_Série de consignes:_
(a) Répondez à ces questions sur l'extrait choisi :
(i) Combien d'heures de trajet les trois guitaristes ont-ils dans les pattes au moment de la balance ?
(ii) Sur quelle station, quel jour et à quelle heure l'émission « Les cats se rebiffent » est-elle diffusée ?
(iii) Avec quel établissement la formule dîner-concert est-elle proposée ?
(b) Recopiez le passage de l'extrait choisi qui commence aux mots « Arrive ensuite le » et s'arrête après « monter sur scène. ».

_Extrait choisi:_
________

Arrive ensuite le moment de la balance, séquence de toute façon délicate et qui le devient encore plus lorsque, comme nos trois guitaristes, on a huit heures de trajet dans les pattes, qu’on joue sur un ampli qui n’est pas le sien et dans une salle où l’acoustique n’est pas des plus faciles. C’est loin d’être du tout cuit, et même avec toute leur expérience, il leur faudra un très long moment pour essayer toutes sortes de réglages de tonalité, de dispositions des amplis, de niveaux sonores des retours etc… avant d’arriver à un résultat satisfaisant. Il ne restait plus aux musiciens qu’à se poser autour d’un verre, se nettoyer les oreilles et refaire le plein d’énergie avant de monter sur scène.
Peu de temps avant le concert, je me retrouve à table avec eux. Avant le premier coup de fourchette, Bernard Labat, le responsable de la médiathèque de Capbreton réalise avec brio une interview pour son émission « Les cats se rebiffent » en direct le lundi de 19 à 20h sur Côte Sud FM 90.3. C’est que Bernard a bougrement bien potassé son sujet : la pertinence de ses questions et surtout la précision de la foule d’infos collectées en amont ne manqueront pas d’impressionner Romane et ses fistons. À la sortie de l’interview, ils avoueront que de tomber sur un interviewer aussi pointu ne leur arrive pas tous les jours ! On connait certes quelques journalistes spécialisés très influents et placés dans des médias beaucoup plus prestigieux, qui, sur le plan de la culture et de l’analyse, paraissent plus… comment dire… légers ! (suivez mon regard) Alors bravo Bernard, pour la qualité de ton travail !
21h et des poussières, le public est bien au rendez-vous et déjà attablé car c’est une formule dîner-concert qui lui est proposée, en collaboration avec l’hôtel restaurant La Pergola à Capbreton, dont nous saluons ici la qualité des produits confectionnés (à table, les musiciens avaient commenté la succulence du menu par quelques « Ça déchire ! » et autres « C‘est une tuerie ! ».

________

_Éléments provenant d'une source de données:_
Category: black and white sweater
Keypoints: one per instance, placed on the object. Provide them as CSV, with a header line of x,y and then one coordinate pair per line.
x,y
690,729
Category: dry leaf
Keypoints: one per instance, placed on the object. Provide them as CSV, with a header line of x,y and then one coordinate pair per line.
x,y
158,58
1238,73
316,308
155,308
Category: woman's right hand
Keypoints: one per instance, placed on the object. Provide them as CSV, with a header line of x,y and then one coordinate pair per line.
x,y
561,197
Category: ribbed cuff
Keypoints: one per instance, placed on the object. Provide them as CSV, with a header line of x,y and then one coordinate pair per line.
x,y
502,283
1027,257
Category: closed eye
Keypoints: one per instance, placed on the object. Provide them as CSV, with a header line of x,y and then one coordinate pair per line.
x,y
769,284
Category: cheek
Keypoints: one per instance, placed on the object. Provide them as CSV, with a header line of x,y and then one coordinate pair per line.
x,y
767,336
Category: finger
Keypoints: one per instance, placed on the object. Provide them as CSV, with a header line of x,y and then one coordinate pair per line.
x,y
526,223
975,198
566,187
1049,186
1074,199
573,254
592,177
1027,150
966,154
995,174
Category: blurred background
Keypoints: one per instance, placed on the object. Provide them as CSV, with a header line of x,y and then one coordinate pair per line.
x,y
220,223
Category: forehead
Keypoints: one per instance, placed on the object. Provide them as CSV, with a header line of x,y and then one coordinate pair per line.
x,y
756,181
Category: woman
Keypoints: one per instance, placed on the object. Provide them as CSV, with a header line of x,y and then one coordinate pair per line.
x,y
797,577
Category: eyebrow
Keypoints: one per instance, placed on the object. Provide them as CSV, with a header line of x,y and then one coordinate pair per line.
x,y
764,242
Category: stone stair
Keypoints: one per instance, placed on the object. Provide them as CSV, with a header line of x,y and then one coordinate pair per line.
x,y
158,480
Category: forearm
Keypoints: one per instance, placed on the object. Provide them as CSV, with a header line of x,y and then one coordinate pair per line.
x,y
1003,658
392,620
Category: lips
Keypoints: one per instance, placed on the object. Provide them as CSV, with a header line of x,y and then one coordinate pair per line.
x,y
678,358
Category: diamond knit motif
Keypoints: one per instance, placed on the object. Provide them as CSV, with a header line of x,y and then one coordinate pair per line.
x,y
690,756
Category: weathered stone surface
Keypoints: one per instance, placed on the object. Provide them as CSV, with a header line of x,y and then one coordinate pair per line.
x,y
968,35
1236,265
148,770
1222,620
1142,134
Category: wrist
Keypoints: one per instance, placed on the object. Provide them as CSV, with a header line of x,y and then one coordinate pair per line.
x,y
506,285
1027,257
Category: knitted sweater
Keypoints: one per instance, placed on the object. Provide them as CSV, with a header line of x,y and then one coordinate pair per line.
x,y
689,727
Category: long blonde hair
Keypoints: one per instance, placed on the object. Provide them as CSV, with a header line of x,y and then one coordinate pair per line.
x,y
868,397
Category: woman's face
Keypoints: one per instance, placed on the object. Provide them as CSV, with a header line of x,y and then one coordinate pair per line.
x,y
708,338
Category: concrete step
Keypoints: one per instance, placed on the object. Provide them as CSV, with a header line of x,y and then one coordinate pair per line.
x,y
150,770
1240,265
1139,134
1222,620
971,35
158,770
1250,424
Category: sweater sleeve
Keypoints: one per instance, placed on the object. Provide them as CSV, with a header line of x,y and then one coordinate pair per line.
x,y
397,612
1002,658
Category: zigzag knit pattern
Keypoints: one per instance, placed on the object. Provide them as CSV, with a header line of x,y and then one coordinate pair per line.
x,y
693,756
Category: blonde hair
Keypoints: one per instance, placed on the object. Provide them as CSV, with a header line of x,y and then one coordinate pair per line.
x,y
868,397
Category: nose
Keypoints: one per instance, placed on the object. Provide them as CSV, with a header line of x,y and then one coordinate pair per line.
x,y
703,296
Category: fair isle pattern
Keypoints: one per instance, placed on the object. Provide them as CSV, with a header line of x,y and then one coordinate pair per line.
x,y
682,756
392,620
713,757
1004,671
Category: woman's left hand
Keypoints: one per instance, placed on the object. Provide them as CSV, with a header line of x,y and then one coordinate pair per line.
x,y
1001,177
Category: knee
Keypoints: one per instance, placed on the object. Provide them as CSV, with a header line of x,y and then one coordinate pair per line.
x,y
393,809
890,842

________

_Réponses aux consignes:_
(a)
(i) Huit heures.
(ii) Sur Côte Sud FM 90.3, en direct le lundi de 19 à 20h.
(iii) Avec l'hôtel restaurant La Pergola à Capbreton.

(b)
Arrive ensuite le moment de la balance, séquence de toute façon délicate et qui le devient encore plus lorsque, comme nos trois guitaristes, on a huit heures de trajet dans les pattes, qu’on joue sur un ampli qui n’est pas le sien et dans une salle où l’acoustique n’est pas des plus faciles. C’est loin d’être du tout cuit, et même avec toute leur expérience, il leur faudra un très long moment pour essayer toutes sortes de réglages de tonalité, de dispositions des amplis, de niveaux sonores des retours etc… avant d’arriver à un résultat satisfaisant. Il ne restait plus aux musiciens qu’à se poser autour d’un verre, se nettoyer les oreilles et refaire le plein d’énergie avant de monter sur scène.